Détails du problème ▸ Montre toutes les lignes des données ci-dessous où figure le mot « brown », en les recopiant sans rien changer.
════
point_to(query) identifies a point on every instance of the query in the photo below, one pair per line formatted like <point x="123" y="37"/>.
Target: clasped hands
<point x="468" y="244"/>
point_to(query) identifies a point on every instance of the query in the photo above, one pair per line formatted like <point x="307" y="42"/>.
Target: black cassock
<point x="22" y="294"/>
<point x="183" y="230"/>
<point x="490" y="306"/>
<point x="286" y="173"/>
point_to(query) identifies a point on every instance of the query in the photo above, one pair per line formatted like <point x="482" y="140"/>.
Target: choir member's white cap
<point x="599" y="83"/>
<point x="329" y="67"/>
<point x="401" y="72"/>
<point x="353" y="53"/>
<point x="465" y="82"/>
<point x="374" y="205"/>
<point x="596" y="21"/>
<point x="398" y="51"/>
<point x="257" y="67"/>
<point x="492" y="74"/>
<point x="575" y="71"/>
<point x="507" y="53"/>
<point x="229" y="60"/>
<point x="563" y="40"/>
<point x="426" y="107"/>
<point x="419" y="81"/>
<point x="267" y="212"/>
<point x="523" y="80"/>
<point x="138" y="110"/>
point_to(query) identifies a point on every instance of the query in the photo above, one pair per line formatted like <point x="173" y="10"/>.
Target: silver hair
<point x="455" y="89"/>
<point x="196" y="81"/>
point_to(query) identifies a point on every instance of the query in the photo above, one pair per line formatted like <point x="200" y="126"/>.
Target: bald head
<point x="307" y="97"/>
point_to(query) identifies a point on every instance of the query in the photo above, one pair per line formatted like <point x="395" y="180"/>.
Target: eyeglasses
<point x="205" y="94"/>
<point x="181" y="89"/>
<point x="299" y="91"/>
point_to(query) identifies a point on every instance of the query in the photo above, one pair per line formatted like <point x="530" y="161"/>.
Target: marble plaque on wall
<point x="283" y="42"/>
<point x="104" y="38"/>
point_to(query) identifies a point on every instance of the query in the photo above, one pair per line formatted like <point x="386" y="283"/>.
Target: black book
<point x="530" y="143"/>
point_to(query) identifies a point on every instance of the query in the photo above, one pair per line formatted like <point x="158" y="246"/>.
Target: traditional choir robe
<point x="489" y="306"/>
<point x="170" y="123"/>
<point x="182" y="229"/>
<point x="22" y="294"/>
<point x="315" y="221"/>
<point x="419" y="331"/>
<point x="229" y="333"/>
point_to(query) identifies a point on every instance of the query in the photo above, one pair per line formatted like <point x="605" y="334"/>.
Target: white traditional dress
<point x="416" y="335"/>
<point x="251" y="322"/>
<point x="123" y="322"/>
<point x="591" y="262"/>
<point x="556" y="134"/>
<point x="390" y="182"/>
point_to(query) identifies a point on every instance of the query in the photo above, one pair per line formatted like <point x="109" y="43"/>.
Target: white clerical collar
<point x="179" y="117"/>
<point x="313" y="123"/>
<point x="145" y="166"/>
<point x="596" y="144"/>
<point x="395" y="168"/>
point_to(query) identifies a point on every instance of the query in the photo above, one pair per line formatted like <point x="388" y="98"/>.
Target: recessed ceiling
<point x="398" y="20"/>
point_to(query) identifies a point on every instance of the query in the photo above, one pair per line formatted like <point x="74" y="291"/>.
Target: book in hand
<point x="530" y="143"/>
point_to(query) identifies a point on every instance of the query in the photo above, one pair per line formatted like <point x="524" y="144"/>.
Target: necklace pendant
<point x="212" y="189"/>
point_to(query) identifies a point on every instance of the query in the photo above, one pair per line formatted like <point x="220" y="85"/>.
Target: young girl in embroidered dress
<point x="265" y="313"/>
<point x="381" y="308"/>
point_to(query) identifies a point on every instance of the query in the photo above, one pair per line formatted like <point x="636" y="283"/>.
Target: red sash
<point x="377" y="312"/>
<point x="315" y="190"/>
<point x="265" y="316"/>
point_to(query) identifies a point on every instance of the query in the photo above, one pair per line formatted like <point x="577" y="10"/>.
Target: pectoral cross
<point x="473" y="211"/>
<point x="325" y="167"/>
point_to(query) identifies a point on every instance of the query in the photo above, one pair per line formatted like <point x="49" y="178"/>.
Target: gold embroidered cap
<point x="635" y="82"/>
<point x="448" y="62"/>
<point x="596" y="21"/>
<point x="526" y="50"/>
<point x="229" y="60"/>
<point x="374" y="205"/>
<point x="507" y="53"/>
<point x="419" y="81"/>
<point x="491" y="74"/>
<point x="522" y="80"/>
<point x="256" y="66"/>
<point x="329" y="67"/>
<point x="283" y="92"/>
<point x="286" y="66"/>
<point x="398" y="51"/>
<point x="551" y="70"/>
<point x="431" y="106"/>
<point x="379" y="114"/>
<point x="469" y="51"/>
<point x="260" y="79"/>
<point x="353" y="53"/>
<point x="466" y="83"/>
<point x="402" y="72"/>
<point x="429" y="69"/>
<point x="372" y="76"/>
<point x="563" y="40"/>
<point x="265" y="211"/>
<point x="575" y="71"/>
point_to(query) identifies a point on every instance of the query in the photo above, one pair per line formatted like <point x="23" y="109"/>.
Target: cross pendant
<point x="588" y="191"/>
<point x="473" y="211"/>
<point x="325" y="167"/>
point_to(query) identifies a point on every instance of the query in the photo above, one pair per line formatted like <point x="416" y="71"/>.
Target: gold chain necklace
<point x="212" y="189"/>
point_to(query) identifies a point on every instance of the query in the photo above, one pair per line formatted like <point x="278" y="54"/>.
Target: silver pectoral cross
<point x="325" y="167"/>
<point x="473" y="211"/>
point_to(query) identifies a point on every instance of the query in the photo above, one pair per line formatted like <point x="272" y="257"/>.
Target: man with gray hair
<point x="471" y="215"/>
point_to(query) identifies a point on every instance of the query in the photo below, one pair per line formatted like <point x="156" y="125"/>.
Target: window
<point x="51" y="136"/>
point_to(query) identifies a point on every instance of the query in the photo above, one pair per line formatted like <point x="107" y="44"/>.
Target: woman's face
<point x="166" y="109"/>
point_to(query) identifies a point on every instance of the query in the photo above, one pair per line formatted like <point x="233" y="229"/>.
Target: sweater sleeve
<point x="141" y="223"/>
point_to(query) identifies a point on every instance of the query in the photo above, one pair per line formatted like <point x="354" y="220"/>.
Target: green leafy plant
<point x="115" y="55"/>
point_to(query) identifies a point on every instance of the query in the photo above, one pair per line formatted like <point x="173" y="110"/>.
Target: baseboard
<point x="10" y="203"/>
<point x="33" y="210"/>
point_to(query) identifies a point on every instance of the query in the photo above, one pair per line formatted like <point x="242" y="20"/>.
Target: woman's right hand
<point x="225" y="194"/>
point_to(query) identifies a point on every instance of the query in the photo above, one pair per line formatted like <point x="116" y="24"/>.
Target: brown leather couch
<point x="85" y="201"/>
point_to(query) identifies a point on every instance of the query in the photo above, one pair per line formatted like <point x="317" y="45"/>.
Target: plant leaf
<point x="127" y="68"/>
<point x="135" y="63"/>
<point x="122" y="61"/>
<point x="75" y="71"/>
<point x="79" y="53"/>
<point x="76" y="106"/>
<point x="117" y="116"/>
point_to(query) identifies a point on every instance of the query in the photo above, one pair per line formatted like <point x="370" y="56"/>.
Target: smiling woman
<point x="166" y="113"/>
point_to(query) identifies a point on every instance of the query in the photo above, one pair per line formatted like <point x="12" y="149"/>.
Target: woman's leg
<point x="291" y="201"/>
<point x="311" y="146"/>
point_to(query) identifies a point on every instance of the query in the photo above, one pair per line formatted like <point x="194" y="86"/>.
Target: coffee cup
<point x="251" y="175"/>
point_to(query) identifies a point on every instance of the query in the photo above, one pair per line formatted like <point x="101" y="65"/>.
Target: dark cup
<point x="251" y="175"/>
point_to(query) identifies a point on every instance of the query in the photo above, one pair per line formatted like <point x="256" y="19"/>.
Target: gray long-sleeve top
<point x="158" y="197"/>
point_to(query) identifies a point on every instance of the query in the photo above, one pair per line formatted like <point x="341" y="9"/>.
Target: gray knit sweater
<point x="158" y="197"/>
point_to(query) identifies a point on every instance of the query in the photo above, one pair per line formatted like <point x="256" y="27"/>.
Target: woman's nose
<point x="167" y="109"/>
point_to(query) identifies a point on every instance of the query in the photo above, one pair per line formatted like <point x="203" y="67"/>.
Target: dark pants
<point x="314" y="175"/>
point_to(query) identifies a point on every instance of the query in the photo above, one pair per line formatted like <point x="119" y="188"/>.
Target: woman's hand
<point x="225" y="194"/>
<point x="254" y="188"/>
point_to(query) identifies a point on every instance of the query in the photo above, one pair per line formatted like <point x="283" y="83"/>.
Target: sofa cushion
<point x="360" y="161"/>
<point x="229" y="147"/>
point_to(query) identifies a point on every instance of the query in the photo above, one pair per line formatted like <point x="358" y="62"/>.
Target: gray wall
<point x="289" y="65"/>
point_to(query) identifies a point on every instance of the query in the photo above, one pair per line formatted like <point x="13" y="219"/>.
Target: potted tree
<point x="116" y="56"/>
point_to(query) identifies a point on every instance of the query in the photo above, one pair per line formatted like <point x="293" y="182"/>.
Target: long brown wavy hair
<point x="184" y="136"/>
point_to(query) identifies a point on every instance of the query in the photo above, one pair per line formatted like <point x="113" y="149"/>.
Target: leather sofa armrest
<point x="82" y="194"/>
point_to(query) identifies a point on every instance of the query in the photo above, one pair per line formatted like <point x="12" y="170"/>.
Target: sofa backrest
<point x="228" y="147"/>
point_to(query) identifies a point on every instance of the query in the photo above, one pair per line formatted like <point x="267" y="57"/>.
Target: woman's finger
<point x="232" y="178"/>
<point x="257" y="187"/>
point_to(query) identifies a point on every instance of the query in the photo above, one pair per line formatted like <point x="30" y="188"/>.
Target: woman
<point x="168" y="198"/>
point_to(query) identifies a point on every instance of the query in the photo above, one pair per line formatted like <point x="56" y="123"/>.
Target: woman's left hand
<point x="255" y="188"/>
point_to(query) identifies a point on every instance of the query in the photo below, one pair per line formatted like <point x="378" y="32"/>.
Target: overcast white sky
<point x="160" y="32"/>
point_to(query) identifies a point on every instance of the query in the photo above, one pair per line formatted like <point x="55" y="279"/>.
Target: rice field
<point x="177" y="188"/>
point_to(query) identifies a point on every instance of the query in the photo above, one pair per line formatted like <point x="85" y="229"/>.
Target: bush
════
Résultat obtenu ▸
Target: brown leather couch
Target: long brown wavy hair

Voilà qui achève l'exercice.